Task to carry out →
Every record is to be duplicated exactly as it reads, without its images.

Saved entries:
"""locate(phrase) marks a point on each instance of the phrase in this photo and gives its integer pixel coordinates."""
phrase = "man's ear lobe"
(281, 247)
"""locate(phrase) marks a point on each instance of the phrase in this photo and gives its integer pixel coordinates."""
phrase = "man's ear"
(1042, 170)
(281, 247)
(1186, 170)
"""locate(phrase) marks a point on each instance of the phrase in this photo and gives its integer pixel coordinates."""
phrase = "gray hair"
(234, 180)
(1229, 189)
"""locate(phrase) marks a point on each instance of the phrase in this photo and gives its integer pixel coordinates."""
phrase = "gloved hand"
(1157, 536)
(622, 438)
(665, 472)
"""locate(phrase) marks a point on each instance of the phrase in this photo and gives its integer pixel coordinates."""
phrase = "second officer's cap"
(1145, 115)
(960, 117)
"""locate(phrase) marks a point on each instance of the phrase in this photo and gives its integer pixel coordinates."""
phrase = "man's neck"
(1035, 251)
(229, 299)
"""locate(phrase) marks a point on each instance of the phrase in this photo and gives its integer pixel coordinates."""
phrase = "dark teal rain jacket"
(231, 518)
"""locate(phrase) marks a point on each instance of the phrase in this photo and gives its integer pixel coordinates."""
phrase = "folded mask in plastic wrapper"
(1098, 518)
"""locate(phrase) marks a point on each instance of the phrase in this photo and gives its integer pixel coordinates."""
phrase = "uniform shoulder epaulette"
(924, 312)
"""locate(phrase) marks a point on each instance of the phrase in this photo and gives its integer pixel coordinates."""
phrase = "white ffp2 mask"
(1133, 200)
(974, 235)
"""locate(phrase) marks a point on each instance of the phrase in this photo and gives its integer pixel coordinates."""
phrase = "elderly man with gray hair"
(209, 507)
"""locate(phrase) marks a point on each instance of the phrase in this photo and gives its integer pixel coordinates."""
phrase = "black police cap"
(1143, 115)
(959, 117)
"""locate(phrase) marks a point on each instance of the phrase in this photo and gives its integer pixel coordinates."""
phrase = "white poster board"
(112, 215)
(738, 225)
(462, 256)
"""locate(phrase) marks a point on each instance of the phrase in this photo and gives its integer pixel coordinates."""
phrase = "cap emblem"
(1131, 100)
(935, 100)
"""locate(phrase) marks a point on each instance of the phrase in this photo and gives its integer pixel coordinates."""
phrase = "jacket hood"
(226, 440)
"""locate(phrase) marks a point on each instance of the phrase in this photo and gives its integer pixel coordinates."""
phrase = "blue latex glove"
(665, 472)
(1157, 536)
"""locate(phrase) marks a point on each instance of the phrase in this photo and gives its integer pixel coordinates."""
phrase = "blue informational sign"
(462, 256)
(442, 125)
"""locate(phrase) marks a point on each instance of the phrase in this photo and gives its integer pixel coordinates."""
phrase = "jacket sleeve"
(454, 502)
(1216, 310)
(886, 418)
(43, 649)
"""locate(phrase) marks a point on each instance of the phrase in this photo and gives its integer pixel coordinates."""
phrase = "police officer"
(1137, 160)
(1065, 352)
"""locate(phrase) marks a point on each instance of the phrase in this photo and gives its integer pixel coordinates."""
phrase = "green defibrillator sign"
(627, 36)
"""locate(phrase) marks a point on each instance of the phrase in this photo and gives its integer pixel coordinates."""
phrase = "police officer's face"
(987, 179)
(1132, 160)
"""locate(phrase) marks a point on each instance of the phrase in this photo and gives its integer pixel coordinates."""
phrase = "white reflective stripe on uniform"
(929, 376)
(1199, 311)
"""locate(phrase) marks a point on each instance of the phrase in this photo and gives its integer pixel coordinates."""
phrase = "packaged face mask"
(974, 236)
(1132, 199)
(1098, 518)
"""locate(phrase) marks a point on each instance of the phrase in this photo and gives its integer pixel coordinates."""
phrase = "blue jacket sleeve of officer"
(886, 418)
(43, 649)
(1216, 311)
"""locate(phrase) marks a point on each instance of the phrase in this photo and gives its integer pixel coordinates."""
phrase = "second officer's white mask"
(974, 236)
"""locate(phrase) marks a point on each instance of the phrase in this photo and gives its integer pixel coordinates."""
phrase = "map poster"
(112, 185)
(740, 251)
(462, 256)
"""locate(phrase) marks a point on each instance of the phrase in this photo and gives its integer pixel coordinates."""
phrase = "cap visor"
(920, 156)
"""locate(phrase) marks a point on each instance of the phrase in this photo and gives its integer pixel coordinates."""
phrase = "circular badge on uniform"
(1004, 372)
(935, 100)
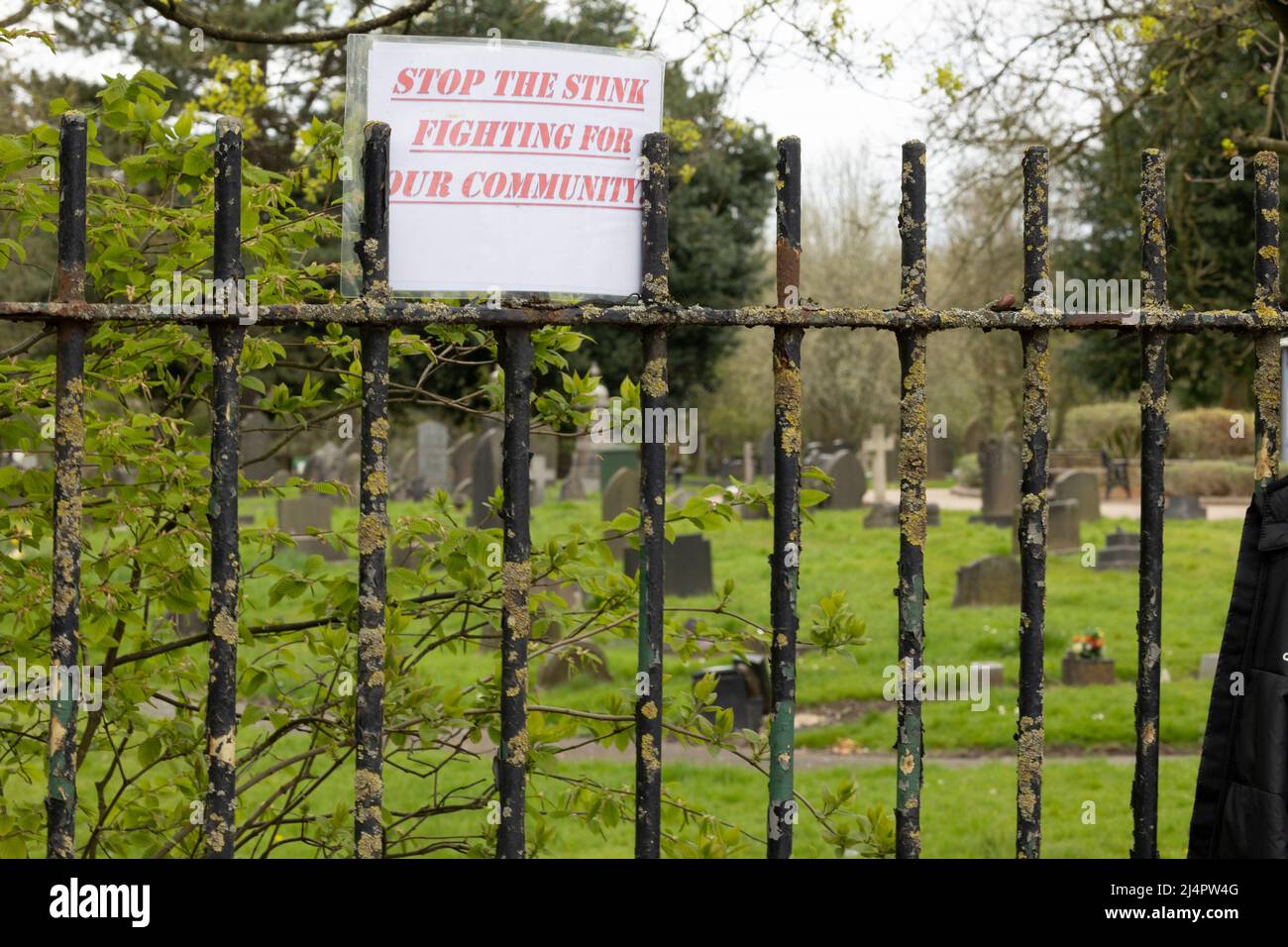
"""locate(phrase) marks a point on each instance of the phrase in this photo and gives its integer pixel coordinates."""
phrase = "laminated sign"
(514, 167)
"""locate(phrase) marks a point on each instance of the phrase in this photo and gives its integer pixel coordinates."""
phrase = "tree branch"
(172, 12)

Output below →
"""locate(phrase) marks a point on each instance of the phrase in this photo and gives its integer pixel coordinates."""
phrase = "man's ear lobe"
(281, 247)
"""locate(phrase) marks a point on each instance of the phrase in this photo and gives its integer pixel coordinates."""
phrase = "man's ear"
(1042, 170)
(281, 247)
(1186, 170)
"""locate(phrase) marks a point on each instance of the phrase in this photo and gives its integer pixel coordinates."""
phrase = "gray hair"
(234, 180)
(1229, 189)
"""locate(phrase) marks a point on each instance of the phrase in this photo and gives its integer pixel coordinates."""
phrase = "gloved hand"
(1157, 536)
(622, 438)
(665, 472)
"""locate(phrase) marks a point on each instance of the phrase in this photo and gives its integer pixel coordinates."""
phrase = "second officer's cap"
(1145, 115)
(960, 117)
"""locate(phrase) marks a point on each instance of the phrase in this photo and gives its integer pixel coordinates."""
phrase = "man's neck"
(1035, 251)
(229, 299)
"""locate(phrase) marks a point on each instance of the phrase in this photo and gives its integer pixel coordinates."""
phrase = "dark teal rain jacket"
(231, 518)
"""locate(phrase) marks a point on each instance of the phrase in this photo and gives its integer pixel coordinates."""
phrase = "folded mask in plastic wrapper"
(1098, 518)
"""locate(phrase) marks a point on each instance of the phrase in this photo and gives its integer pixel coordinates."""
phrase = "uniform shoulder epaulette"
(924, 312)
"""locate(phrase) marks a point on each instance of the phrase in this photo and gives its integer pixel coordinates."""
phrase = "white ffp2 mask"
(1133, 200)
(974, 235)
"""locate(phrase) marks a point on each instance of the phrase in this photo and gives its integer pixel coordinates."""
phrase = "elderly man with gray hair"
(209, 507)
"""locate(phrase) marks a point on each instance of the phrase in this photo and gives its integer pixel coordinates."""
phrase = "black police cap"
(1143, 115)
(959, 117)
"""locate(phrase) marks a point on each instance of the phrase in this photo and gives its integer pixel coordinates."""
phrase = "white poster board"
(112, 215)
(738, 225)
(462, 256)
"""locate(phrase) marks a point on each instance of the phrase in this photo and gives its integer pixel coordinates."""
phrase = "cap emblem"
(1131, 100)
(935, 100)
"""locate(phrase) marks a point on each instance of the phrase in this photo and gives its integer pixel coordinates."""
phrase = "jacket hood"
(226, 440)
"""locate(phrase) marks a point on each instance of the phrase in this photo and gives its integer pixel coordinates."""
phrase = "blue latex glove"
(665, 472)
(1157, 536)
"""locate(phrase) marks a point on each instance of the phrase in this photo and gives its integer pixel coordinates."""
phrase = "blue informational sign"
(462, 256)
(442, 125)
"""locate(phrase) marks a point on each instance of the phrase in this photo and gives its integer pixel coordinates."""
phrase = "jacket sleeve"
(454, 502)
(1216, 310)
(886, 418)
(43, 649)
"""locate(phrase) marks a point on each instance of the phrase in this photo and gives its integer pixel coordinates."""
phrase = "police officer"
(1137, 160)
(1065, 352)
"""locate(phrase) marks a point on each instance of the phrase in this photo and gives its integer pixel coordinates."""
phrase = "green defibrillator sign"
(627, 36)
"""locate(phrase) marks a point on each instance of the phrase in this photo and gives its integer pixel coordinates."""
phrase = "police officer's face"
(987, 179)
(1132, 160)
"""locate(phrase) marks a point on each instance of the phrase in this photo and gives its integer pixel coordinates."""
phrase = "white reflective stripe on uniform"
(929, 376)
(1199, 311)
"""locate(phrase) marks a point on each instance of the phrase in this photo and gives its integer pixel coordinates."""
phrase = "packaged face mask"
(974, 236)
(1132, 199)
(1098, 518)
"""locate(phrase) marks a point on each instance of the phrase in this photo and gives its integer pixel coordinates."""
phrase = "blue jacket sleeve of officer"
(886, 418)
(43, 649)
(1216, 311)
"""locate(phrase) marks a point on each instance of the phrase in this photo and gives its integer pixel coordinates."""
phrase = "second officer's white mask"
(974, 236)
"""locate(phrase) marks a point on each instance of the phrase in this photo and gives its integer pixel coordinates."""
phrase = "map poster"
(112, 185)
(740, 251)
(462, 256)
"""locate(phrase) marks a point on each instance of the phrase in this photo and gives its integer pixel coordinates."""
phrase = "cap visor"
(920, 156)
"""locate(phrase) marks a point on each instance of the phrase in this photo and gives its integer pixel coordinates."""
phrase = "circular badge on uniform"
(1004, 372)
(935, 100)
"""locate(phrase) marks a point on each instance of the phrase in this photo and gives its integer pixel coordinates."""
phrase = "laminated sign"
(514, 167)
"""locate(phrase) marks a point on each instance of the phrase in this photo and gives its integer pixel coordinates."""
phrase = "tree branch"
(172, 12)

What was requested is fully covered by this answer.